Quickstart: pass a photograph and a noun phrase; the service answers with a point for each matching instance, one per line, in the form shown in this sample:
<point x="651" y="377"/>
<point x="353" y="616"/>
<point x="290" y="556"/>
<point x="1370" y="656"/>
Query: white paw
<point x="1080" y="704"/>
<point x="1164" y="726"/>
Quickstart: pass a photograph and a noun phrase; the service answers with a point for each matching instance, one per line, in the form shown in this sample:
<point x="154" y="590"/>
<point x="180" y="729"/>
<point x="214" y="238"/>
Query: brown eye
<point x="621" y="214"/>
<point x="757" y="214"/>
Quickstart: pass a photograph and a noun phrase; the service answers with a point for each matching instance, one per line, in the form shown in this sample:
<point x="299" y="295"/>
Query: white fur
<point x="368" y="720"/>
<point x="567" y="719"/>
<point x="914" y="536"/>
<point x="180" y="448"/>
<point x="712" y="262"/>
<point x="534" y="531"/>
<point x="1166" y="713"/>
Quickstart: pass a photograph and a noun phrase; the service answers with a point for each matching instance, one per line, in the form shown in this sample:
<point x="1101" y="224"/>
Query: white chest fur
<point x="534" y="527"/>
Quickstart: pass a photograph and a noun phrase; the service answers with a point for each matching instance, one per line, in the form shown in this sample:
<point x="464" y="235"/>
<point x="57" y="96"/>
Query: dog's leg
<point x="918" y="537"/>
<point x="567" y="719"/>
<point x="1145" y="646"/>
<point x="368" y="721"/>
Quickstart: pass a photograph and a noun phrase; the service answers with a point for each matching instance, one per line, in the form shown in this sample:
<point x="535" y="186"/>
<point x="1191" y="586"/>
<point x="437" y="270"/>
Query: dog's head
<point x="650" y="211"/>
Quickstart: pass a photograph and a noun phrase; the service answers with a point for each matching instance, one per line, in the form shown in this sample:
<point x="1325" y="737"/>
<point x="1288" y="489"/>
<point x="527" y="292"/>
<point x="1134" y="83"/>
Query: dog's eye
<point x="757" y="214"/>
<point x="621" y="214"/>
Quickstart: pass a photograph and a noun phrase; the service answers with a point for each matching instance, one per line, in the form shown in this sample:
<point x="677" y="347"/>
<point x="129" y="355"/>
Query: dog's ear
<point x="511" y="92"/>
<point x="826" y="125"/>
++++
| DIRECTIONS FOR THIS TASK |
Each line of the material must be restated exactly.

| THE RESPONSE |
Quickstart: pass a photograph and a noun phrase; the service answers with a point for each matching instance, one per line, in the form shown in this sample:
<point x="651" y="377"/>
<point x="353" y="616"/>
<point x="290" y="556"/>
<point x="1370" y="656"/>
Query: white paw
<point x="1080" y="704"/>
<point x="1164" y="726"/>
Quickstart: pass a photograph and a noun phrase; the service answers with a point for each matching instance, one per line, in the form shown in this sample:
<point x="154" y="590"/>
<point x="180" y="729"/>
<point x="214" y="238"/>
Query: brown eye
<point x="621" y="214"/>
<point x="757" y="214"/>
Quickstart: pass a photograph and a noun phrase; the service answers with a point for each matching instance, one per line, in the form shown in this sample:
<point x="299" y="295"/>
Query: white fur
<point x="368" y="720"/>
<point x="567" y="719"/>
<point x="914" y="536"/>
<point x="180" y="448"/>
<point x="712" y="262"/>
<point x="534" y="531"/>
<point x="1166" y="713"/>
Quickstart: pass a photograph and a noun phrase; the service answers with a point for each matching instance, one per line, in the form shown in this sample:
<point x="1101" y="224"/>
Query: white chest fur
<point x="534" y="527"/>
Quickstart: pass a photograph and a noun phrase; the service answers with a point for each matching instance, one per line, in the form shown in this sample:
<point x="464" y="235"/>
<point x="57" y="96"/>
Query: dog's leg
<point x="918" y="537"/>
<point x="567" y="719"/>
<point x="1145" y="646"/>
<point x="368" y="721"/>
Quickstart: pass a photograph and a noun phrase; the service answers with a point for each matching instance, one per line, in the form shown in this sample:
<point x="535" y="186"/>
<point x="1191" y="586"/>
<point x="437" y="270"/>
Query: dog's head
<point x="650" y="211"/>
Quickstart: pass a photograph and a noun phrase; the service answers with a point for each matching instance, one per line, in the form shown in this sample:
<point x="1325" y="737"/>
<point x="1288" y="489"/>
<point x="527" y="292"/>
<point x="1134" y="83"/>
Query: dog's eye
<point x="757" y="214"/>
<point x="621" y="214"/>
Quickstart: pass a photograph and a noun phrase; the service answers with a point for each matching instance, one per line, in the form shown in this sample:
<point x="677" y="347"/>
<point x="129" y="355"/>
Query: dog's ear
<point x="511" y="92"/>
<point x="826" y="125"/>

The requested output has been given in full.